▶ _WHAT TO PRODUCE_
Copy out, word for word, the stretch of the records from the line containing "Task: Where can the light" through the end of the records.

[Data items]
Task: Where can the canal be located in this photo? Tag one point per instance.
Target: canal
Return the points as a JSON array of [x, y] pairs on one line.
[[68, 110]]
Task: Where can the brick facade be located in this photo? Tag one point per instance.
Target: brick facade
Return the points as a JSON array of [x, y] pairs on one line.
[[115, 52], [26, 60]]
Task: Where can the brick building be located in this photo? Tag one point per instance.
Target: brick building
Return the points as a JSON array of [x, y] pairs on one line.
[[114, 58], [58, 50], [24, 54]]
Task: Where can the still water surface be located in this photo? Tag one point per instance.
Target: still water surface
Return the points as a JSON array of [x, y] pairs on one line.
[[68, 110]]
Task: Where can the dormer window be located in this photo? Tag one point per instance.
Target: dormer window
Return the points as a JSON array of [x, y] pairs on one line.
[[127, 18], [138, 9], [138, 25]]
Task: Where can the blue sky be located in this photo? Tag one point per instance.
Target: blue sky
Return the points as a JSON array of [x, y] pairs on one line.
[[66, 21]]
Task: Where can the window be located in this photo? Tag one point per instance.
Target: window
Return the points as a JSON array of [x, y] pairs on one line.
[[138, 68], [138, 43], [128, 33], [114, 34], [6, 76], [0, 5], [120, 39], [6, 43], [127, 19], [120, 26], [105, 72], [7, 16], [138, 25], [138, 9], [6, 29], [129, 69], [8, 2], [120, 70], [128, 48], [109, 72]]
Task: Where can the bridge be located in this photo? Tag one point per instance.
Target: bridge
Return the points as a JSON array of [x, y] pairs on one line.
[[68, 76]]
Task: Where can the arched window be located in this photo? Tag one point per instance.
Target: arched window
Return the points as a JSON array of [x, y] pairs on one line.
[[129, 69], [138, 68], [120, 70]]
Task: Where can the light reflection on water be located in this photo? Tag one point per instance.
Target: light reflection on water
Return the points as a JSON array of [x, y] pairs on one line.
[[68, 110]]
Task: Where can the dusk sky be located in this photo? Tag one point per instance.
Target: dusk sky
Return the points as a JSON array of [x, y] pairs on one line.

▶ _EXPECTED ANSWER_
Task: Where can the light reflection on water be located in this photo? Tag one point per instance.
Target: light reflection on water
Return the points as a JSON array of [x, y] pairs on one line.
[[68, 110]]
Task: Where can the dusk sky be located in this photo? Tag one point per instance.
Target: dusk sky
Return the points as a JSON array of [x, y] pairs on one line.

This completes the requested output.